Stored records
::::::::::
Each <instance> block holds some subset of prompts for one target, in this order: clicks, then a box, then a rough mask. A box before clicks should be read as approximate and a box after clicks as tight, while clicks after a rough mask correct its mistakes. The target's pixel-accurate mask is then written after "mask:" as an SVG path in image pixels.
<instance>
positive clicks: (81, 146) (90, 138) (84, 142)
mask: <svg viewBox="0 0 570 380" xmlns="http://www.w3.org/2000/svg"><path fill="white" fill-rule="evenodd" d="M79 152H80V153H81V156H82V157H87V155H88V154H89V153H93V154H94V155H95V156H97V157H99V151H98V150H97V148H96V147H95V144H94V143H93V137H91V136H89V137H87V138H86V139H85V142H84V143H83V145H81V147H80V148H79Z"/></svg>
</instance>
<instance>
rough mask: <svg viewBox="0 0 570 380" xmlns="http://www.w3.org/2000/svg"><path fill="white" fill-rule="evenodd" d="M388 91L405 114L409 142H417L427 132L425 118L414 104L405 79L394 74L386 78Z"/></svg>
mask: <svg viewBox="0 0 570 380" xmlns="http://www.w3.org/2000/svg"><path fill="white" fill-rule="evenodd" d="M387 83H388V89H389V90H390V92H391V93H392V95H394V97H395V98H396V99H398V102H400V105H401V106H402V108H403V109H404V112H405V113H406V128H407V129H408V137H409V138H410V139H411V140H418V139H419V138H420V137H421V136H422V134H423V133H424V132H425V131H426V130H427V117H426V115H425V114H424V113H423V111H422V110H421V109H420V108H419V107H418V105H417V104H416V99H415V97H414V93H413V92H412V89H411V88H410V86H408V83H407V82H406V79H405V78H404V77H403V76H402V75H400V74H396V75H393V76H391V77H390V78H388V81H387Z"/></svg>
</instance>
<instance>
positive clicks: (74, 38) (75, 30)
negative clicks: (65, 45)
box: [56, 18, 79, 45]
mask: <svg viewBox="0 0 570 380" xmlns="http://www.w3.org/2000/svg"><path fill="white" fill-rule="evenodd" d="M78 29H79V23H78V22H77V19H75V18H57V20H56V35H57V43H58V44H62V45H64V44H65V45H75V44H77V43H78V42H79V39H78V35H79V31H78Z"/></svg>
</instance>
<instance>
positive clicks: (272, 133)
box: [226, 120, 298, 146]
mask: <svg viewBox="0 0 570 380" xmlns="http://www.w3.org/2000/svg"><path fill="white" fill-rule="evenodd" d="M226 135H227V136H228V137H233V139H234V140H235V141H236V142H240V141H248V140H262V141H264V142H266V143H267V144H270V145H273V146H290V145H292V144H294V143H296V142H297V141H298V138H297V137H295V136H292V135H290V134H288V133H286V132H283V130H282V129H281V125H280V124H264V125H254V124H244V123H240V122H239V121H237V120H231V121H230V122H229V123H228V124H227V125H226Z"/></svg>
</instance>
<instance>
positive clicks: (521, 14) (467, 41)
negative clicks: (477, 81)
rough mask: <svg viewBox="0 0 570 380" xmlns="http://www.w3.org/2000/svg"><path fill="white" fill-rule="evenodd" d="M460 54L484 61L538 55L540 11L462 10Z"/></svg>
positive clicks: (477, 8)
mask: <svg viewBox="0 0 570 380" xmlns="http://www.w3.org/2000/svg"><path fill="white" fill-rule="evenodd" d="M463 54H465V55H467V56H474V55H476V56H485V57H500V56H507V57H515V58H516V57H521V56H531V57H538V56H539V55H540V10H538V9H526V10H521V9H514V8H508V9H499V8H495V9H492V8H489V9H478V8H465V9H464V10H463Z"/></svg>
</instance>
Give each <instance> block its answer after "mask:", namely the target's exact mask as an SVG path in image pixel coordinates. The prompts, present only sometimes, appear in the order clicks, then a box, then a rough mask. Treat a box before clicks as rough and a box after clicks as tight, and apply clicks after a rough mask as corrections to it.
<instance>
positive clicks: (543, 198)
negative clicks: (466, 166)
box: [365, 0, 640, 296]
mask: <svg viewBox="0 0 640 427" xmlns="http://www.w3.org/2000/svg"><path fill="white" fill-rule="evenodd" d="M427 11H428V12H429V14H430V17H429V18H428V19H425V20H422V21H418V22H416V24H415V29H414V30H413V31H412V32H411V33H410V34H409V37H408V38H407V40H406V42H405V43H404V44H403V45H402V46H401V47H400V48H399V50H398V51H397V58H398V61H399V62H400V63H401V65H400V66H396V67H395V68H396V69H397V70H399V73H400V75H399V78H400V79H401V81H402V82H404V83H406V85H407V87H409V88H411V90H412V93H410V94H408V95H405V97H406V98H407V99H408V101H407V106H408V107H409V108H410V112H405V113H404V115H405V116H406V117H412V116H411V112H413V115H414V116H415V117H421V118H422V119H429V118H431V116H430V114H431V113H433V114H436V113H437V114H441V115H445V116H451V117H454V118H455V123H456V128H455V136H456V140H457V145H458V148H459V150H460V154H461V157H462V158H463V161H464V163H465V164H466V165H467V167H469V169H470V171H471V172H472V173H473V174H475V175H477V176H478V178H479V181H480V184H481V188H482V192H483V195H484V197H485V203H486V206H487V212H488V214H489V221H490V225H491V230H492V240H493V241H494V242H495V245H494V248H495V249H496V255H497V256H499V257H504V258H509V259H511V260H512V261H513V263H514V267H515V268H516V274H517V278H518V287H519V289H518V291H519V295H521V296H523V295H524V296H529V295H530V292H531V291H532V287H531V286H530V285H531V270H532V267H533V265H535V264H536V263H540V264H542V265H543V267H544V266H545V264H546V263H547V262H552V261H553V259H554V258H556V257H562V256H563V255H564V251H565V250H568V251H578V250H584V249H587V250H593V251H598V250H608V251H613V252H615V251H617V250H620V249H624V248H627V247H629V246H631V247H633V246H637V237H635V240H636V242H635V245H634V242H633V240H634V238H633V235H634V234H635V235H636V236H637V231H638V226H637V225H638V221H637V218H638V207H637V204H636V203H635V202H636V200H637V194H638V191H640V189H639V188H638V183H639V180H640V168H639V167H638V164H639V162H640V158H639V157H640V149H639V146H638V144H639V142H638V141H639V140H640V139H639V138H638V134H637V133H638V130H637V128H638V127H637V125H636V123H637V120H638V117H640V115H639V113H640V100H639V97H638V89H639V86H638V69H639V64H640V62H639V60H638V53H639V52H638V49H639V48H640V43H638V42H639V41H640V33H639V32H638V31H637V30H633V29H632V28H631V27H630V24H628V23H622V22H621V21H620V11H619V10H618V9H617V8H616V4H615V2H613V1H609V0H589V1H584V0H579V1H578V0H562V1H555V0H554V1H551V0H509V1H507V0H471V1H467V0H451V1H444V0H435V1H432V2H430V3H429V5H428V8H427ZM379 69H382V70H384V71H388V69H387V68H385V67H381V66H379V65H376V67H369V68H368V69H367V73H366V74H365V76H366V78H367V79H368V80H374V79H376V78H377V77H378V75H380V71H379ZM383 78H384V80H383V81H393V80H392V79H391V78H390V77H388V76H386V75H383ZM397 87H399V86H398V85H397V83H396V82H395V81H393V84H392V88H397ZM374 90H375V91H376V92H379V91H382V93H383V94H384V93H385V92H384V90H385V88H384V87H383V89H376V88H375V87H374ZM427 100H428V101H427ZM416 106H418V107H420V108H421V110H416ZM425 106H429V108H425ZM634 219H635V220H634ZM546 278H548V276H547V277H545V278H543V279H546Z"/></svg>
::::::::::
◆ WHAT YOU SHOULD DO
Reproduce exactly the lines above from the line with "negative clicks: (65, 45)" to the line with "positive clicks: (272, 133)", including both, and add nothing.

◆ ANSWER BELOW
negative clicks: (65, 45)
box: [56, 18, 79, 45]
mask: <svg viewBox="0 0 570 380" xmlns="http://www.w3.org/2000/svg"><path fill="white" fill-rule="evenodd" d="M78 29H79V23H78V22H77V19H75V18H57V20H56V35H57V43H58V44H62V45H64V44H65V45H75V44H77V43H78V42H79V39H78V35H79V31H78Z"/></svg>
</instance>
<instance>
positive clicks: (272, 133)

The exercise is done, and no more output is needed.